◆ Exercise
State how many lines of the records below contain the string "vest", treating uppercase and lowercase letters as distinct. Give only the number.

Dataset rows:
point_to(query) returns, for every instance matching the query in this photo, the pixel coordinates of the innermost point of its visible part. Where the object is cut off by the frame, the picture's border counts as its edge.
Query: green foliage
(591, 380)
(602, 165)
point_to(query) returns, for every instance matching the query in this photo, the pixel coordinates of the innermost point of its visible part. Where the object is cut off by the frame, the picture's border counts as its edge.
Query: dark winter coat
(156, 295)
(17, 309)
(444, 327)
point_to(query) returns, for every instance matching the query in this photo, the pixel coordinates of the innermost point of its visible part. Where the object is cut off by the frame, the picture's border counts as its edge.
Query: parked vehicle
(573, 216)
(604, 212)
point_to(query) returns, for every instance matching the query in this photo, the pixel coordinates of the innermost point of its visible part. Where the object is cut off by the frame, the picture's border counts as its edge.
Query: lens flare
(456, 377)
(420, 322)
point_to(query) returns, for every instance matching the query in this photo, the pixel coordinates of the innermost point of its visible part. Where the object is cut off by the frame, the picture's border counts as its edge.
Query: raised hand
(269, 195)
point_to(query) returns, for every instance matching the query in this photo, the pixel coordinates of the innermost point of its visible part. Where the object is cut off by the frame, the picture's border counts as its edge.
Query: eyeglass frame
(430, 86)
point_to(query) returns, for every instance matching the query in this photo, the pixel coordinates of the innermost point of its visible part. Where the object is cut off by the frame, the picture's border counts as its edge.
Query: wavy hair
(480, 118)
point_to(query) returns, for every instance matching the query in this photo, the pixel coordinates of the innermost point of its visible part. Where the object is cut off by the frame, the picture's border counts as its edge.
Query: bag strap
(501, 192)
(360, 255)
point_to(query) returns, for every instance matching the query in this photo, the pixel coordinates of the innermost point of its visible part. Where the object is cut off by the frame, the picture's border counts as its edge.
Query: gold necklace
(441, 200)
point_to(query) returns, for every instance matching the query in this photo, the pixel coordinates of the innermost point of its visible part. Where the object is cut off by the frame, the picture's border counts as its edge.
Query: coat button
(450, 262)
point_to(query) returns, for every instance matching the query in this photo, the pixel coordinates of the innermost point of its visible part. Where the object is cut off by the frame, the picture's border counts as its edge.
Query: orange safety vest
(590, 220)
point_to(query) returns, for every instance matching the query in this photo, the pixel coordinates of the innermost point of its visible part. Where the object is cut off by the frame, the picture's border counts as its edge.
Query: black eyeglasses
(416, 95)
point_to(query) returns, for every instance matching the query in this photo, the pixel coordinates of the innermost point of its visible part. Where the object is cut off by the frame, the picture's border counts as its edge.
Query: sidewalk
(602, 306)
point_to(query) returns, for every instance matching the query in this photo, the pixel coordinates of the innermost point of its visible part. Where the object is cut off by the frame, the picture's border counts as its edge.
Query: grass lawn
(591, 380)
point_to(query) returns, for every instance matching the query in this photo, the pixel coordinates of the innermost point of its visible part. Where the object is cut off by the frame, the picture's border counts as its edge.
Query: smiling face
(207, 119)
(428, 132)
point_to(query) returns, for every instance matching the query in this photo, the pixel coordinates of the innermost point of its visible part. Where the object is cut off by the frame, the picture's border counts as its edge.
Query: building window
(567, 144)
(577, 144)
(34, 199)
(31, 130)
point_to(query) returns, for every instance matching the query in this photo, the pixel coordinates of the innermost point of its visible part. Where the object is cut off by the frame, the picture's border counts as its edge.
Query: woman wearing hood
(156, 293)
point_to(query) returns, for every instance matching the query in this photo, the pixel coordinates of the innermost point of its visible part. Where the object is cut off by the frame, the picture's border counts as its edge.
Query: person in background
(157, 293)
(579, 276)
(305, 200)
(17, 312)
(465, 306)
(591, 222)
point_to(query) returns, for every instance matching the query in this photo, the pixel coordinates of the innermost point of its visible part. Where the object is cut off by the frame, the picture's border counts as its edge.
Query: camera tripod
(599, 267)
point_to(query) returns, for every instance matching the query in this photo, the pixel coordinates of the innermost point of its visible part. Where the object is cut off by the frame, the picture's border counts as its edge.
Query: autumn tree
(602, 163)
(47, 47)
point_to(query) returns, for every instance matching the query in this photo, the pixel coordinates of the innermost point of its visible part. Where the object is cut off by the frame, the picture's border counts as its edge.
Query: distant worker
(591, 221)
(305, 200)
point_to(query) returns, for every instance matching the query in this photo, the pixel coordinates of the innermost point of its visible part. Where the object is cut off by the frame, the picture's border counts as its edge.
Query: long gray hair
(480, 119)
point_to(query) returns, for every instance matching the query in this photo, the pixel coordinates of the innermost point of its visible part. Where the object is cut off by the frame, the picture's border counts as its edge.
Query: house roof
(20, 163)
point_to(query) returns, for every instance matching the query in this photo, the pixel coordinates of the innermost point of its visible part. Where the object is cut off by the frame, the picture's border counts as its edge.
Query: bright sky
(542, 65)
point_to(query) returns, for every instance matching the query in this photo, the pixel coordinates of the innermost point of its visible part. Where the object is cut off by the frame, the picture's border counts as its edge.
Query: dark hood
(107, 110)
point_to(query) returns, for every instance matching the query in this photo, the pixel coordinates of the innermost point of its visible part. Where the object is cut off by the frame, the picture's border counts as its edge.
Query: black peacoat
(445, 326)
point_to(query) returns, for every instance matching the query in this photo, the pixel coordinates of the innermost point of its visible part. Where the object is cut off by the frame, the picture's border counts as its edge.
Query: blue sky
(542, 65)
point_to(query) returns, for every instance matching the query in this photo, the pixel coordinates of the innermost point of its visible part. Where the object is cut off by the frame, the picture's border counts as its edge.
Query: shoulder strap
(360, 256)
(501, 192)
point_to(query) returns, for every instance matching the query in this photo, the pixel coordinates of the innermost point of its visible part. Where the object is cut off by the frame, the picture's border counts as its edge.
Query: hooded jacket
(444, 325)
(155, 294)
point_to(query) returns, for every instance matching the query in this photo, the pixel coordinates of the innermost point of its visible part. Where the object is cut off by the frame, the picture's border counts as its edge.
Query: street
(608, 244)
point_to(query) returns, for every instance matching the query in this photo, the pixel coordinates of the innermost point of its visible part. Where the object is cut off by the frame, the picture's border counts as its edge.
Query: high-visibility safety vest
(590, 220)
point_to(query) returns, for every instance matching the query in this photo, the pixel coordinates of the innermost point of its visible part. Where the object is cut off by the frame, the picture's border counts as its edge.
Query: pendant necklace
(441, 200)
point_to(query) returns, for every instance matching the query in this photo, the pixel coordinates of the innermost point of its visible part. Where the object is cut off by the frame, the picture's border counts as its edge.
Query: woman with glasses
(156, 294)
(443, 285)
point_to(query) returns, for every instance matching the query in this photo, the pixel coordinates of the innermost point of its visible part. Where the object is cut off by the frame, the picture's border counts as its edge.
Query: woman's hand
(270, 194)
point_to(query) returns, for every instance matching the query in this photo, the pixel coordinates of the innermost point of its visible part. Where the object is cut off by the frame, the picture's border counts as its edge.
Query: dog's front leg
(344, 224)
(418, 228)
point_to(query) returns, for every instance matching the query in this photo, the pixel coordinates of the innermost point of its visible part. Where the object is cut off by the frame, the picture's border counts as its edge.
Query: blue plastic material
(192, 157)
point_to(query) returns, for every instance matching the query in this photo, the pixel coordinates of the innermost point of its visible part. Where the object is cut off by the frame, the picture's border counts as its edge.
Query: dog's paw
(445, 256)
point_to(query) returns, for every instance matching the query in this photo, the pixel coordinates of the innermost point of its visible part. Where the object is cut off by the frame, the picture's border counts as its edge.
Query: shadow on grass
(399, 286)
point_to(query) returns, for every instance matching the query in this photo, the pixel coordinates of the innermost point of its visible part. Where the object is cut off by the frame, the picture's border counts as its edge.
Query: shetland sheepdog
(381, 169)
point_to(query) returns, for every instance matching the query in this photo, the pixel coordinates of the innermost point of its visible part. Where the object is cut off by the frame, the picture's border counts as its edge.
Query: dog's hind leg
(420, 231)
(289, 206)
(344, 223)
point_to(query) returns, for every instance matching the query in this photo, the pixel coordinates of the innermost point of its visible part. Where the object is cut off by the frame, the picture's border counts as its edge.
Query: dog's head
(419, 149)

◆ Problem solution
2